** BEGIN Material provided **

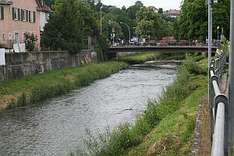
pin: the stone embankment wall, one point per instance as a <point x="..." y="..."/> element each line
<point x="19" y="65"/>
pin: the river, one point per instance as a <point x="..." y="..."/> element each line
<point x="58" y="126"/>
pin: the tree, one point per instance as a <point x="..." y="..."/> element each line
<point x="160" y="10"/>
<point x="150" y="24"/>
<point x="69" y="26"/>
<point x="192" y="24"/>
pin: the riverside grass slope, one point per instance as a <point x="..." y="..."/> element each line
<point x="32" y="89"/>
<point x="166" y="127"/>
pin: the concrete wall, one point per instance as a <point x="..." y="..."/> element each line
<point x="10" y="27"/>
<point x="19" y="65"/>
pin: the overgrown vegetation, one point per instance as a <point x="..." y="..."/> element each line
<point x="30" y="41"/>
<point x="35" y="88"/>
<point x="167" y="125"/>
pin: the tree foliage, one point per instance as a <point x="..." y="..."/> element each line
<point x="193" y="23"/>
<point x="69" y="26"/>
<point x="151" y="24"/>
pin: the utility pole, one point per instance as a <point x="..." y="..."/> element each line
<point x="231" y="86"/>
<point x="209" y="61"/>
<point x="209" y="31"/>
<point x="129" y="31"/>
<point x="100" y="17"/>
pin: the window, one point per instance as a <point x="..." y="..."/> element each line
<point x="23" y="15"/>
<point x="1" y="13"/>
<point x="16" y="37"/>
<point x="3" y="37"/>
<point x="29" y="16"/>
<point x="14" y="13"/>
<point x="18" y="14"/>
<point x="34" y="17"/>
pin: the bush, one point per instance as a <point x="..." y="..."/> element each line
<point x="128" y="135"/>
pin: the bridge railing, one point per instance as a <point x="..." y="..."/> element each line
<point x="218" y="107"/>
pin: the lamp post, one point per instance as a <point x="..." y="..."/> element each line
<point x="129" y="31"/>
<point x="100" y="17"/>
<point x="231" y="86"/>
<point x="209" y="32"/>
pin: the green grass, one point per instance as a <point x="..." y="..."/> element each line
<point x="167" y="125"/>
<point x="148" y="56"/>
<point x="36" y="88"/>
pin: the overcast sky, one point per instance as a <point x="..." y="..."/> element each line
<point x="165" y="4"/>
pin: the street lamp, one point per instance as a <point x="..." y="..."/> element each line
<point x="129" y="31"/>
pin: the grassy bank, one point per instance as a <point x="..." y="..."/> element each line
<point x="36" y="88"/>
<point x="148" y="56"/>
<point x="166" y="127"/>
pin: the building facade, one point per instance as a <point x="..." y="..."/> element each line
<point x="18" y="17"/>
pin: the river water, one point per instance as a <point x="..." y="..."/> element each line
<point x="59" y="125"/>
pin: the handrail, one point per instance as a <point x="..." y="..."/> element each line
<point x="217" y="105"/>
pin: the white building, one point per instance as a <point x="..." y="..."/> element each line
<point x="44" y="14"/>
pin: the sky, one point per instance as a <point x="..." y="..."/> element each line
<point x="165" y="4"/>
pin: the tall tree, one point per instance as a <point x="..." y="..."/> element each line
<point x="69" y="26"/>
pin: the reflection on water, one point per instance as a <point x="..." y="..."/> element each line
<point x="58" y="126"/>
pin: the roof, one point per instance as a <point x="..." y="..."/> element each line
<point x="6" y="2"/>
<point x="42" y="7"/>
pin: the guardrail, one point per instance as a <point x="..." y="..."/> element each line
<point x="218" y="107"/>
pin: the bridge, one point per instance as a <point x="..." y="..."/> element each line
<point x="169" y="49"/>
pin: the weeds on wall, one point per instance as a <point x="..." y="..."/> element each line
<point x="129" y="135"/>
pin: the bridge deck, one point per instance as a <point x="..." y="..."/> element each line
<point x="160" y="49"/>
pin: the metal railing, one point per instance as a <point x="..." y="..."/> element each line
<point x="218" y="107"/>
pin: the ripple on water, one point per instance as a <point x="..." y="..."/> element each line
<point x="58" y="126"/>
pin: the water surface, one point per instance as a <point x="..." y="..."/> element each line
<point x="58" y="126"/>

** END Material provided **

Requirement
Arrange all of the material above as a JSON list of strings, one string per line, skipping blank lines. Leave the picture out.

Output of the task
[
  "pin: the stone embankment wall, one point per instance as a <point x=\"...\" y=\"...\"/> element each line",
  "<point x=\"19\" y=\"65\"/>",
  "pin: the river, one point per instance as a <point x=\"...\" y=\"...\"/> element each line",
  "<point x=\"58\" y=\"126\"/>",
  "pin: the tree, one point per instance as a <point x=\"...\" y=\"...\"/> element each line",
  "<point x=\"160\" y=\"10\"/>",
  "<point x=\"150\" y=\"24\"/>",
  "<point x=\"69\" y=\"26\"/>",
  "<point x=\"192\" y=\"24\"/>",
  "pin: the riverside grass slope, one point per instance as a <point x=\"...\" y=\"...\"/> element each line",
  "<point x=\"32\" y=\"89\"/>",
  "<point x=\"166\" y=\"127\"/>",
  "pin: the concrete wall, one point per instance as a <point x=\"...\" y=\"...\"/> element each line",
  "<point x=\"10\" y=\"27\"/>",
  "<point x=\"19\" y=\"65\"/>",
  "pin: the overgrown vegetation, one point per instance as a <point x=\"...\" y=\"...\"/> element each line",
  "<point x=\"30\" y=\"41\"/>",
  "<point x=\"35\" y=\"88\"/>",
  "<point x=\"167\" y=\"125\"/>",
  "pin: the tree foliage, one point per instance as a <point x=\"...\" y=\"...\"/> element each line",
  "<point x=\"193\" y=\"23\"/>",
  "<point x=\"69\" y=\"26\"/>",
  "<point x=\"151\" y=\"24\"/>",
  "pin: the utility pole, one point per instance as a <point x=\"...\" y=\"...\"/> element each line",
  "<point x=\"231\" y=\"86\"/>",
  "<point x=\"209\" y=\"61\"/>",
  "<point x=\"209\" y=\"31\"/>",
  "<point x=\"129\" y=\"31\"/>",
  "<point x=\"100\" y=\"17\"/>",
  "pin: the window, one point per instance as a <point x=\"...\" y=\"...\"/> element each line",
  "<point x=\"23\" y=\"15\"/>",
  "<point x=\"1\" y=\"13\"/>",
  "<point x=\"16\" y=\"37\"/>",
  "<point x=\"3\" y=\"37\"/>",
  "<point x=\"29\" y=\"16\"/>",
  "<point x=\"14\" y=\"13\"/>",
  "<point x=\"18\" y=\"14\"/>",
  "<point x=\"34\" y=\"17\"/>",
  "pin: the bush, one point per instance as a <point x=\"...\" y=\"...\"/> element each line",
  "<point x=\"128\" y=\"135\"/>",
  "pin: the bridge railing, one point per instance as a <point x=\"...\" y=\"...\"/> element each line",
  "<point x=\"218\" y=\"107\"/>",
  "pin: the lamp post, one point per instance as a <point x=\"...\" y=\"...\"/> element each line",
  "<point x=\"129\" y=\"31\"/>",
  "<point x=\"100\" y=\"17\"/>",
  "<point x=\"231\" y=\"86\"/>",
  "<point x=\"209\" y=\"32\"/>",
  "pin: the green grass, one point per instance as a <point x=\"...\" y=\"...\"/> element each line",
  "<point x=\"167\" y=\"125\"/>",
  "<point x=\"148\" y=\"56\"/>",
  "<point x=\"36\" y=\"88\"/>",
  "pin: the overcast sky, one point per instance as a <point x=\"...\" y=\"...\"/> element each line",
  "<point x=\"165\" y=\"4\"/>",
  "pin: the street lamp, one point per instance as a <point x=\"...\" y=\"...\"/> element each line",
  "<point x=\"129\" y=\"31\"/>",
  "pin: the grassy bank, one point per instance as a <point x=\"...\" y=\"...\"/> element each line",
  "<point x=\"36\" y=\"88\"/>",
  "<point x=\"148\" y=\"56\"/>",
  "<point x=\"166\" y=\"127\"/>",
  "pin: the building facade, one point per instance as a <point x=\"...\" y=\"...\"/> element each line",
  "<point x=\"18\" y=\"17\"/>",
  "pin: the river water, one point per instance as a <point x=\"...\" y=\"...\"/> element each line",
  "<point x=\"59\" y=\"125\"/>",
  "pin: the handrail, one point per instance as a <point x=\"...\" y=\"...\"/> element each line",
  "<point x=\"217\" y=\"105\"/>",
  "pin: the white building, one point per instance as a <point x=\"...\" y=\"...\"/> element each line",
  "<point x=\"44\" y=\"14\"/>",
  "pin: the sky, one point per instance as a <point x=\"...\" y=\"...\"/> element each line",
  "<point x=\"165\" y=\"4\"/>",
  "pin: the tall tree, one point per instance as a <point x=\"...\" y=\"...\"/> element each line",
  "<point x=\"69\" y=\"26\"/>",
  "pin: the reflection on water, one point per instance as a <point x=\"...\" y=\"...\"/> element each line",
  "<point x=\"58\" y=\"126\"/>",
  "pin: the roof, one point per instance as a <point x=\"...\" y=\"...\"/> element each line",
  "<point x=\"6\" y=\"2\"/>",
  "<point x=\"42\" y=\"7\"/>",
  "pin: the guardrail, one point per instance as a <point x=\"...\" y=\"...\"/> element each line",
  "<point x=\"218\" y=\"107\"/>",
  "pin: the bridge, one point per instance as a <point x=\"...\" y=\"...\"/> element each line",
  "<point x=\"169\" y=\"49\"/>",
  "pin: the weeds on wall, one point per instance as a <point x=\"...\" y=\"...\"/> element each line",
  "<point x=\"129\" y=\"135\"/>",
  "pin: the bridge deck, one point per instance as a <point x=\"...\" y=\"...\"/> element each line",
  "<point x=\"160\" y=\"49\"/>",
  "pin: the metal railing, one point per instance as a <point x=\"...\" y=\"...\"/> element each line",
  "<point x=\"218\" y=\"107\"/>",
  "pin: the ripple on water, one point per instance as a <point x=\"...\" y=\"...\"/> element each line",
  "<point x=\"58\" y=\"126\"/>",
  "pin: the water surface, one point per instance as a <point x=\"...\" y=\"...\"/> element each line",
  "<point x=\"58\" y=\"126\"/>"
]